> EXERCISE INSTRUCTIONS
Recast the data from the line containing "written like (588,96)." through the end as a Markdown table with the columns Row and Line. Number each row and omit blank lines.

> MATERIAL PROVIDED
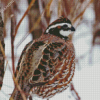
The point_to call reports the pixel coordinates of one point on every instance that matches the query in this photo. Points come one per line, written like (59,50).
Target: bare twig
(2,45)
(12,42)
(32,2)
(74,92)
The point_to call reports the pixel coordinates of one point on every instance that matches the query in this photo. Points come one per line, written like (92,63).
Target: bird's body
(46,67)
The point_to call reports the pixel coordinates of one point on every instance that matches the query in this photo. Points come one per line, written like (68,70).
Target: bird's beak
(72,28)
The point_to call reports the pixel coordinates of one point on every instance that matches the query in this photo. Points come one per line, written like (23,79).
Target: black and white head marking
(61,27)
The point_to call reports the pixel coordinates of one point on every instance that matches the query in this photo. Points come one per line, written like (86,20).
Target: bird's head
(61,27)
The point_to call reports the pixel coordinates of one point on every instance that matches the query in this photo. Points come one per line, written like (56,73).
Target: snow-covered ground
(87,74)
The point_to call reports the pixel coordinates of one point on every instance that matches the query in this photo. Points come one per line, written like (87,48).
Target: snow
(87,75)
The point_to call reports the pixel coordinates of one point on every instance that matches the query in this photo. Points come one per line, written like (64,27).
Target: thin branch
(12,42)
(35,25)
(31,4)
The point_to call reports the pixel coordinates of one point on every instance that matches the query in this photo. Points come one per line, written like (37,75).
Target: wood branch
(2,46)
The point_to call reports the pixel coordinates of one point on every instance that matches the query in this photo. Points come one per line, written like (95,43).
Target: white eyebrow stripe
(61,24)
(65,33)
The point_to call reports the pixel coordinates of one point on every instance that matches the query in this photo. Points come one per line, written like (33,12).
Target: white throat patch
(59,24)
(65,33)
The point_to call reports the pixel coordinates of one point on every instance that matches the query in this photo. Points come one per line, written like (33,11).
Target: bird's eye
(59,27)
(51,30)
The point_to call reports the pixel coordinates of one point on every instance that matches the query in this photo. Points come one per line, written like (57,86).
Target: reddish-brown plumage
(46,67)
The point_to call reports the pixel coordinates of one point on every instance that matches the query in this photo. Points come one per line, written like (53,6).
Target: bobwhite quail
(46,65)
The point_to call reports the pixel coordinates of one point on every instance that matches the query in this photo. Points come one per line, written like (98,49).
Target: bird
(47,65)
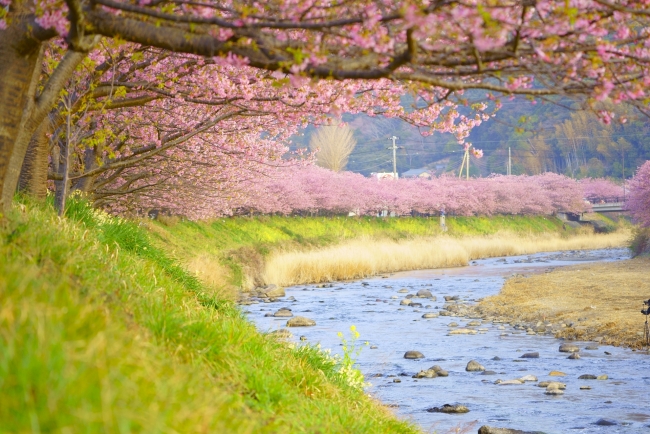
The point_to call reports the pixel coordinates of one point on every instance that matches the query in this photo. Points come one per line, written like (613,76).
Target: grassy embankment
(285,251)
(101,332)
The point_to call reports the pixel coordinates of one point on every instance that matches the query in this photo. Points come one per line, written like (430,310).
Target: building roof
(413,173)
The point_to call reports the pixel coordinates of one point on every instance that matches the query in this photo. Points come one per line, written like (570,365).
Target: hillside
(541,137)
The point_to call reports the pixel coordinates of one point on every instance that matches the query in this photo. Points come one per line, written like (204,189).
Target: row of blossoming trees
(142,103)
(309,190)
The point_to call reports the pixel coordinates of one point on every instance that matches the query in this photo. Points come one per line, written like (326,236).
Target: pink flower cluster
(312,189)
(638,201)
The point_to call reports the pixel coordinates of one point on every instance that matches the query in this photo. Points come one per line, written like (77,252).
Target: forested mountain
(541,137)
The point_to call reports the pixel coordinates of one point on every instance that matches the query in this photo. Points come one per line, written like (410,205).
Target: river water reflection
(394,329)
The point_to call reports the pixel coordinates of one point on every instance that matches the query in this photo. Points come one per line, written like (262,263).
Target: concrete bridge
(608,204)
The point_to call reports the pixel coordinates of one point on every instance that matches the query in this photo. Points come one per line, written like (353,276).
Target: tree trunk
(33,176)
(17,88)
(87,183)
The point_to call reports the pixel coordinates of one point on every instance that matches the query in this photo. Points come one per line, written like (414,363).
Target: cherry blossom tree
(638,201)
(311,189)
(601,188)
(139,106)
(588,50)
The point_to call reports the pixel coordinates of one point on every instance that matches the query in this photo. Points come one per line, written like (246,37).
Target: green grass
(100,331)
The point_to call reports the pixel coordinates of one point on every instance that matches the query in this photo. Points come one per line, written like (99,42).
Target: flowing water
(623,399)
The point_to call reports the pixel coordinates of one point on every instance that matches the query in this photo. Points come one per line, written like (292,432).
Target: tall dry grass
(366,257)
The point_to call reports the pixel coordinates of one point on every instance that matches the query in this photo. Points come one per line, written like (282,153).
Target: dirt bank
(593,300)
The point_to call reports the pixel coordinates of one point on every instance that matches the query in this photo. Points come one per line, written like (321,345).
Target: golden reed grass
(367,257)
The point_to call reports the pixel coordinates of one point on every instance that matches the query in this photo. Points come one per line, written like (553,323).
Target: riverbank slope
(594,301)
(251,252)
(100,331)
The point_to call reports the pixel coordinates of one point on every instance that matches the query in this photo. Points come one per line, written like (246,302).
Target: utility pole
(623,156)
(394,148)
(509,162)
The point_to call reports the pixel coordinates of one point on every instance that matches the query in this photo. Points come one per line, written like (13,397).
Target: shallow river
(624,398)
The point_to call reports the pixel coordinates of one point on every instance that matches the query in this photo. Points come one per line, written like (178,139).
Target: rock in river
(429,373)
(605,422)
(283,313)
(463,332)
(587,377)
(271,291)
(439,371)
(413,355)
(282,334)
(300,321)
(569,348)
(485,429)
(449,408)
(534,355)
(528,378)
(473,365)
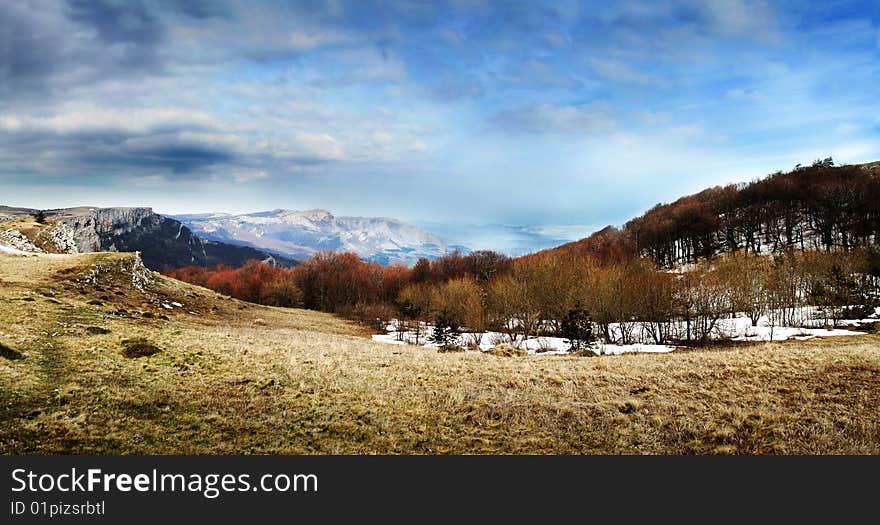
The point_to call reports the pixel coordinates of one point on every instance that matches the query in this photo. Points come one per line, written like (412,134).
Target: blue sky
(508,125)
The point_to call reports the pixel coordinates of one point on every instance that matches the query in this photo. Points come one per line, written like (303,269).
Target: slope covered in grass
(230,377)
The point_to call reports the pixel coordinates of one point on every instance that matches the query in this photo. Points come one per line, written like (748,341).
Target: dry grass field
(233,378)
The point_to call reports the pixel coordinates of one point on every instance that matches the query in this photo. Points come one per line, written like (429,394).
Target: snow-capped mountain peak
(299,234)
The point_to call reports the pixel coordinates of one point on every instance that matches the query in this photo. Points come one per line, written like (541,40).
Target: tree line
(576,296)
(821,206)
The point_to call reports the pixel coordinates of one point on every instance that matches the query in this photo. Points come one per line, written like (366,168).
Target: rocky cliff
(163,242)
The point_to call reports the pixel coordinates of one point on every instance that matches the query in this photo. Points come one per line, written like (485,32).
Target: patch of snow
(13,251)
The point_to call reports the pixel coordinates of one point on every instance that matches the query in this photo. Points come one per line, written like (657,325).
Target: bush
(505,350)
(138,347)
(9,353)
(577,328)
(450,348)
(446,330)
(283,291)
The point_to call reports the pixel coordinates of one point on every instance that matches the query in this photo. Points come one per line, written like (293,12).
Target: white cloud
(589,118)
(616,71)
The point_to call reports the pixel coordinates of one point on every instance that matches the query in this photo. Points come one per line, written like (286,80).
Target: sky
(504,125)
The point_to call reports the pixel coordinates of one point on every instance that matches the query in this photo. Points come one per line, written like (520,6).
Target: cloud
(589,118)
(88,119)
(616,71)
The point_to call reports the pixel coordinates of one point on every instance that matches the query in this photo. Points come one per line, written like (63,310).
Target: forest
(769,249)
(821,206)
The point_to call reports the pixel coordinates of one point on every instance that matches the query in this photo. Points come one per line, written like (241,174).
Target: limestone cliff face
(162,241)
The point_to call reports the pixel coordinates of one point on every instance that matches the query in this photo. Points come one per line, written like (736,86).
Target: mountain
(162,241)
(822,206)
(299,234)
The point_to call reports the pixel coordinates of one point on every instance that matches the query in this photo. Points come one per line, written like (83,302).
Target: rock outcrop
(162,241)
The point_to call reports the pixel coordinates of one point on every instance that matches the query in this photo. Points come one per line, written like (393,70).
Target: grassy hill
(231,377)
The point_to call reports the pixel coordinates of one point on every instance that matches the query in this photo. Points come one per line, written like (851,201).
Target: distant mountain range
(162,241)
(299,234)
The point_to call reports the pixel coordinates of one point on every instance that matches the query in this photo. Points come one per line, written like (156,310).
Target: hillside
(235,378)
(300,234)
(816,207)
(163,242)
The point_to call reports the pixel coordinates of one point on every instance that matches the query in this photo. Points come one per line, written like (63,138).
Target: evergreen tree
(446,329)
(577,327)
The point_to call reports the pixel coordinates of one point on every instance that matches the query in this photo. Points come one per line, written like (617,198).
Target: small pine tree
(446,329)
(577,328)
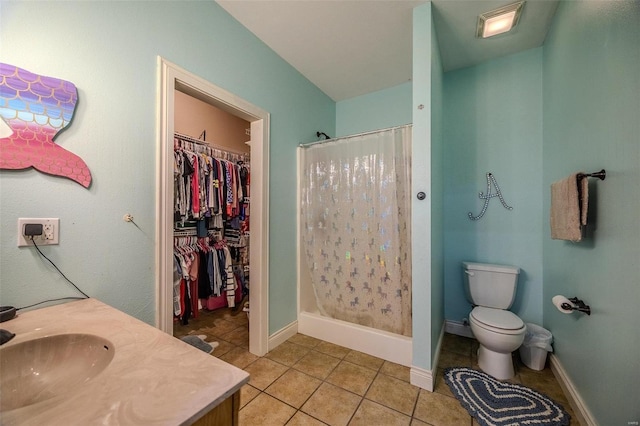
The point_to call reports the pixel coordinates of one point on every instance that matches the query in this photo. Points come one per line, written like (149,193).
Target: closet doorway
(172,79)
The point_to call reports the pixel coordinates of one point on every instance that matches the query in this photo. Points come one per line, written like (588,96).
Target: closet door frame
(171,78)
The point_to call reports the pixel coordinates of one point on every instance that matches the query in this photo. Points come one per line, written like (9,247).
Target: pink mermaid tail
(36,108)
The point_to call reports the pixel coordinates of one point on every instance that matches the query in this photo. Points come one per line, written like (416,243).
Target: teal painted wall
(377,110)
(493,123)
(592,121)
(109,50)
(437,196)
(421,181)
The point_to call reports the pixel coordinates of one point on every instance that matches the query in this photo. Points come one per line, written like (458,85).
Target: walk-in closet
(211,232)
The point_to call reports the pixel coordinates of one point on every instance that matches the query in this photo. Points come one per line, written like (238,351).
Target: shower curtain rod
(307,145)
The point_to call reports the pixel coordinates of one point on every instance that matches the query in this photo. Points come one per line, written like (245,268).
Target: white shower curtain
(356,233)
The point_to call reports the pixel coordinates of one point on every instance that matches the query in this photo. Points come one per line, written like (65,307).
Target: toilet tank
(493,286)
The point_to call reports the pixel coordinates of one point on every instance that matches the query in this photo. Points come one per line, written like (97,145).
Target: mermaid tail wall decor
(35,109)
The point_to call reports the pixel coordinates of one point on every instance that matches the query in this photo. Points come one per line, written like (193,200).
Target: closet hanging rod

> COMPLETED TASK
| Row | Line |
|---|---|
| 1 | The point_to call reports the pixel coordinates of one point on every instance that matches the query in this photo. Points come one per line, written like (588,96). |
| 2 | Target: closet door frame |
| 3 | (171,78) |
| 4 | The point_to call reports the pixel coordinates of one point on every instance that matches the query in this photo. Points come one per line, written like (9,247). |
| 5 | Target: pink mermaid tail |
| 6 | (36,108) |
| 7 | The point_to call reports the pixel coordinates of one point on every instance that matches the query in this photo. Points come one per line, written like (416,243). |
| 8 | Target: teal painted wall |
| 9 | (377,110) |
| 10 | (493,123) |
| 11 | (592,121) |
| 12 | (109,50) |
| 13 | (437,196) |
| 14 | (421,181) |
| 15 | The point_to call reports the pixel coordinates of one point on every instance that matches the query in this photo. Points come one per line, written like (458,85). |
| 16 | Target: walk-in closet |
| 17 | (211,232) |
| 18 | The point_to call reports the pixel coordinates of one point on every instance that matches the query in this photo. Points come one per line, written like (238,351). |
| 19 | Target: shower curtain rod |
| 20 | (307,145) |
| 21 | The point_to call reports the pixel coordinates of one point on every instance that matches the query in this photo. Points come one per line, written like (245,268). |
| 22 | Target: white shower curtain |
| 23 | (356,233) |
| 24 | The point_to call reports the pixel coordinates of one point on every instance that matches the query in this photo. Points come one per line, written like (65,307). |
| 25 | Target: toilet tank |
| 26 | (493,286) |
| 27 | The point_to call reports the pixel coordinates of one point on every instance that matches the query in this photo. Points come one per line, written like (97,145). |
| 28 | Target: mermaid tail wall decor |
| 29 | (35,109) |
| 30 | The point_to call reports the pixel coordinates of one point on every instance that matches the query in this photo. Points come one per line, written like (193,200). |
| 31 | Target: closet hanging rod |